■ Set task
Can you reproduce all of the following material word for word?

[BEGIN Supplied material]

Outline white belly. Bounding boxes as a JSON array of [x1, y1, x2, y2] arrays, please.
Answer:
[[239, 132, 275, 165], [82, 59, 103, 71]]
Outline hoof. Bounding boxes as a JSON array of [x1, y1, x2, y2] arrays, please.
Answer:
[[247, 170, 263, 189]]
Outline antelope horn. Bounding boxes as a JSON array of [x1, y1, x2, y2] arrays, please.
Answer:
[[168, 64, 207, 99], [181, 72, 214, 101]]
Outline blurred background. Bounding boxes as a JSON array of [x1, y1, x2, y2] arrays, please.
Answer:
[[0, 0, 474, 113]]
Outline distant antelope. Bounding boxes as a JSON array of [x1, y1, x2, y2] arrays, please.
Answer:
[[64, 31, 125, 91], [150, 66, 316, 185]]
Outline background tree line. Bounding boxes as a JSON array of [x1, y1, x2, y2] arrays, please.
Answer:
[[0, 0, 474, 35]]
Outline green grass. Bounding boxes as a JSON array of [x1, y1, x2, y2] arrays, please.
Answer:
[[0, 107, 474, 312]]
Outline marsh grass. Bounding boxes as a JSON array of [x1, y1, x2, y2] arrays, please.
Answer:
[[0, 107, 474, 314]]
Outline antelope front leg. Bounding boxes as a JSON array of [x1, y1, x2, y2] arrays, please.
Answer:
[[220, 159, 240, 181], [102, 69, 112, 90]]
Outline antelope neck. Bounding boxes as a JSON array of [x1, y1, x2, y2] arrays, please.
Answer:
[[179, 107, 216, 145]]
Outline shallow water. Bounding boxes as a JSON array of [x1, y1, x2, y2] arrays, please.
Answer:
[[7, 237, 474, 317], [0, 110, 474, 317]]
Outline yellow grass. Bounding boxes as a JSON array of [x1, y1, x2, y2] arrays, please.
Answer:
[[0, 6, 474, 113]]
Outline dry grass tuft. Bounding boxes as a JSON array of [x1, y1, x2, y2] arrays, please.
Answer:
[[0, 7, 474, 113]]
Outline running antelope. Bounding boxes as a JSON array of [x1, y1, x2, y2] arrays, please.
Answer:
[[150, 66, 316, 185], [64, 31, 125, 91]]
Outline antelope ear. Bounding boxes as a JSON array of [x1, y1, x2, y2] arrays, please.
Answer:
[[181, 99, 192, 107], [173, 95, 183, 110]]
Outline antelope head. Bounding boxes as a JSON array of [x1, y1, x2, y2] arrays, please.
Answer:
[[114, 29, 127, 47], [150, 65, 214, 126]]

[END Supplied material]

■ Task answer
Outline white belly. Bounding boxes as a JSON array of [x1, y1, x2, y2] arrays, please.
Answer:
[[239, 132, 275, 165], [82, 59, 103, 71]]
Outline hoof. Bounding boxes as a JSON array of [x1, y1, x2, y2] arrays, please.
Answer:
[[247, 170, 263, 189]]
Outline antelope horn. Bounding boxes as a JSON array of [x1, y1, x2, y2] arrays, please.
Answer:
[[168, 64, 207, 99], [181, 72, 214, 101]]
Outline blurred background. Bounding boxes as a JSON array of [x1, y1, x2, y2] arrays, please.
Answer:
[[0, 0, 474, 113]]
Outline distant antelope. Bounding boxes as a JSON array of [x1, y1, x2, y2] arrays, please.
Answer:
[[64, 31, 125, 91], [150, 66, 316, 185]]
Outline background tree line. Bounding boxes as a JSON array of [x1, y1, x2, y2] arrays, please.
Answer:
[[0, 0, 474, 35]]
Outline green grass. Bounding boxes as a JSON array of [x1, y1, x2, y2] arrays, please.
Answer:
[[0, 107, 474, 312]]
Outline marsh grass. Bounding boxes as a JSON array of [x1, y1, x2, y2] arrays, please.
Answer:
[[0, 107, 474, 314]]
Outline antelope front leg. Bounding boxes as a JSON array of [x1, y1, x2, y2] arrays, please.
Answer:
[[220, 159, 240, 181], [102, 69, 112, 90]]
Outline antelope neck. Bounding boxes as a JSON array of [x1, y1, x2, y2] arrays, please.
Answer:
[[179, 107, 216, 145]]
Outline shallow water. Bounding boxes as a JSON array of [x1, y1, x2, y2] arrays, please.
Answer:
[[7, 237, 474, 317], [0, 110, 474, 317]]
Outline yellow grass. Bounding boxes as a JSON array of [x1, y1, x2, y2] arrays, please.
Answer:
[[0, 6, 474, 113]]
Outline dry grass tuft. Bounding boxes as a JSON array of [x1, y1, x2, y2] arrays, please.
Answer:
[[0, 7, 474, 113]]
Outline running antelope. Bounding boxes as a JSON array of [x1, y1, x2, y2] arrays, please.
Answer:
[[150, 66, 316, 185], [64, 31, 125, 91]]
Outline antelope ear. Bounding boxes as a JSON array of [x1, y1, x2, y2] arrays, please.
Answer:
[[181, 99, 192, 107], [173, 95, 183, 110]]
Outline antelope head. Bounding boxes as a JSON array of [x1, y1, x2, y2] arrays, please.
Answer:
[[114, 29, 127, 47], [150, 65, 214, 126]]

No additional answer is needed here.